**Written exercise**
Please carry on the piece about Charlie Chaplin and his years in Vevey, starting right after its final paragraph.

**Reading passage**
/---
Why Chaplin Spent His Last 25 Years in Vevey, Switzerland

Life is a tragedy when seen in close-up, but a comedy in long-shot.

Trailer screenshot, Public domain, via Wikimedia Commons

Chaplin, with his famous cane in hand, watches over the passers-by at the promenade. Enormous graffiti of his movies cover building facades, while the “Modern Times Hotel,” named after one of his favorite movies, welcomes visitors.

All these are reminders that Charlie Chaplin spent the last 25 years of his life in Vevey, a lovely small town at the Geneva lake, close to Montreux.

Chaplin’s World museum in Vevey

Chaplin’s house had been converted into a museum called Chaplin’s World a few years ago. Since I was working in this museum, I got a good insight into the Chaplin story.

In the family mansion, you can walk through his workroom, dining room, and bedroom, where he died on Christmas of 1977 at the age of 88.

Apart from the family house, the “Studio” recalls Chaplin’s movies. Wax figures of contemporary actors and family members, photos, and videos make you indulge in the history of cinema and Chaplin.

It is not an ordinary museum. Everybody bursts into laughter just by watching the scenes with the Tramp’s clumsy actions.

From street kid to millionaire

Charlie grew up with his mother Hannah, a singer, and his half-brother Sydney in a backward district of London. His alcoholic father abandoned the family when Charlie was only two years old. They stayed in a tiny attic room of 12 m², and they were living from day to day.

Hannah’s mental health became worse, and she was finally sent to an insane asylum. Charlie spent 18 months in an orphanage where he learned at least to read and write. He and Sydney played music in the street to get some money.

“It seems to me that my mother was the most splendid woman I ever knew… I have met a lot of people knocking around the world since, but I have never met a more thoroughly refined woman than my mother. If I have amounted to anything, it will be due to her.”– Charlie Chaplin.
\---
**Listed records**
/---
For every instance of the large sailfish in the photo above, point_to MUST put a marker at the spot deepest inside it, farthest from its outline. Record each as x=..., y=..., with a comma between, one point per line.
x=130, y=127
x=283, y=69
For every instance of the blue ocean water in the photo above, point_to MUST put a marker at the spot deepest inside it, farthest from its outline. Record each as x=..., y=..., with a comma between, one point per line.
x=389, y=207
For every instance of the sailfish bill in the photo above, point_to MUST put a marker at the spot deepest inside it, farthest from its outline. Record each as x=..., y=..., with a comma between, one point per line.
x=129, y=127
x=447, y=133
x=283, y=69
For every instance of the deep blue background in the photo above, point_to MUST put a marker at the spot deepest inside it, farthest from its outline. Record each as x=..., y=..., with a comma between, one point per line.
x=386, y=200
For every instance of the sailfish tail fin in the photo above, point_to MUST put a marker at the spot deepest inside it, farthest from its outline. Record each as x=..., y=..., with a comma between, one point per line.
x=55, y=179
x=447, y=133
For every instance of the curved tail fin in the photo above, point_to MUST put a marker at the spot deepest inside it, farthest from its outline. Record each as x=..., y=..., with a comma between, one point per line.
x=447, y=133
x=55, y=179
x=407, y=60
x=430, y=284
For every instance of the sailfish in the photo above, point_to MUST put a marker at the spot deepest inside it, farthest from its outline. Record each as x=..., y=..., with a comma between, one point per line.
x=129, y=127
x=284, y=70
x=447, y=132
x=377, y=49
\---
/---
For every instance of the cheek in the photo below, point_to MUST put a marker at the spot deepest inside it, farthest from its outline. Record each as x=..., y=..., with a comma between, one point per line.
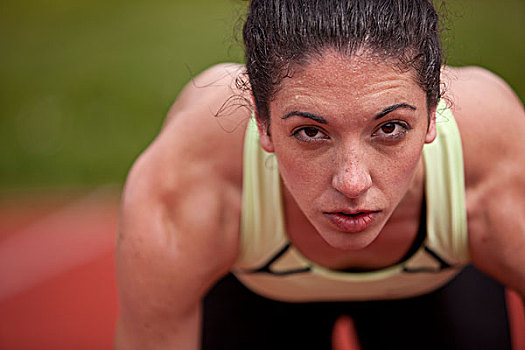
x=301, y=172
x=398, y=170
\---
**Exercise output**
Chaplin was only five years old when he first appeared on stage. During a show, his mother lost her voice, and the show’s producer pushed the little Charlie on stage. In this embarrassing situation, he started to imitate his mother losing her voice. The audience liked it so much that they showered him with coins. Chaplin never forgot this period and often recalled the painful memories of his childhood in his movies.

First, he went on a national tour with a dance company and got discovered in the meantime. He accepted the offer of the Keystone Company and moved to the United States in 1914 at the age of 25. Already that time, he had a weekly salary of 150 USD. His leading figure, the Tramp, was central in his movies. Eventually, Chaplin took over the direction of all his movies.

The Mutual Film Corporation already gave him a decent yearly salary of 670,000 USD plus a bonus. But the real breakthrough came when he founded his studio in 1919.

At the age of 28, he was the best-paid actor in Hollywood. He won his first Oscar with The Circus in 1928.

Chaplin’s movies

He touched severe social, economic, and political problems in his movies. In Modern Times, Chaplin criticizes the conditions of workers at that time and stands for freedom and empowerment.

The Great Dictator directly put on Hitler, for which he got several murder threats, and by no surprise, the Jewish Chaplin’s movies were all banned in Hitler’s Germany. The final speech from The Great Dictator is more actual than ever.

The Immigrant and Gold Rush is about the refugees and the American dream. A King in New York is a critique of American over-consumerism.

The final speech from The Great Dictator

How the figure of the Tramp was born

In 1914, Chaplin had to play a drunken man in a funny outfit. He chose baggy pants, a tight jacket, a bowler hat, and a pair of big shoes. He put on a fake mustache and picked a bamboo cane. After that, the Tramp turned up in most of the movies as a vagabond.

The audience became so attached to the Tramp that they smashed the seats when he did not appear once in “A Woman in Paris.”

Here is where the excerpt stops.